→ Extract to read:
The world is too much with us late and soon, as William Wordsworth pointed out, and so, from the Cold War to the War on Terror, are communist spies. Such operatives are not, as most professors would have us believe, a figment of our imagination.
“There are lots of people who have committed espionage,” says Scott W. Carmichael, author of True Believer: Inside the Investigation and Capture of Ana Montes, Cuba’s Master Spy. “The numbers are staggering.”
Carmichael spoke at the Heritage Foundation last month. “If you opened full field investigations on all the known Cuban agents in Washington, D. C. and Miami, you would need the full Washington, D. C. field office,” Carmichael says of the FBI’s monumental task.
The senior security and counterintelligence investigator for the Defense Intelligence Agency (DIA), Carmichael works with the FBI regularly. “They have been kicking our behinds in the intelligence game for more than four decades,” Carmichael says of our adversaries in Havana.

→ What to do:
1) In the espionage article, reproduce the portion that begins with the words containing "The senior security" and ends with "adversaries in Havana.".
2) Answer these questions from the espionage article:
(a) What book did Scott W. Carmichael write?
(b) Where did Carmichael speak last month?
(c) What position does Carmichael hold at the Defense Intelligence Agency?

Records excerpted from a collection
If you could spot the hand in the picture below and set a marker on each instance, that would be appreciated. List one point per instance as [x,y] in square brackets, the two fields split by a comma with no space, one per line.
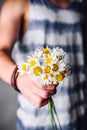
[35,92]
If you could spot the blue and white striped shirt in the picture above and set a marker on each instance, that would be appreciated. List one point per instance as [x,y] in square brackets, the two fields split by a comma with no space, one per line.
[54,26]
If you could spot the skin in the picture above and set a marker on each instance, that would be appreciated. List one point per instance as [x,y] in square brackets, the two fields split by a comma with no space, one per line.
[12,13]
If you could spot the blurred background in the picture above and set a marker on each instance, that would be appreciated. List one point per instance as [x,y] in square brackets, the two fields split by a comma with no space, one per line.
[8,104]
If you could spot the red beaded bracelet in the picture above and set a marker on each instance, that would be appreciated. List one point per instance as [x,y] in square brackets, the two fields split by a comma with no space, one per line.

→ Answers to the exercises:
1)
The senior security and counterintelligence investigator for the Defense Intelligence Agency (DIA), Carmichael works with the FBI regularly. “They have been kicking our behinds in the intelligence game for more than four decades,” Carmichael says of our adversaries in Havana.

2)
(a) True Believer: Inside the Investigation and Capture of Ana Montes, Cuba's Master Spy
(b) At the Heritage Foundation
(c) Senior security and counterintelligence investigator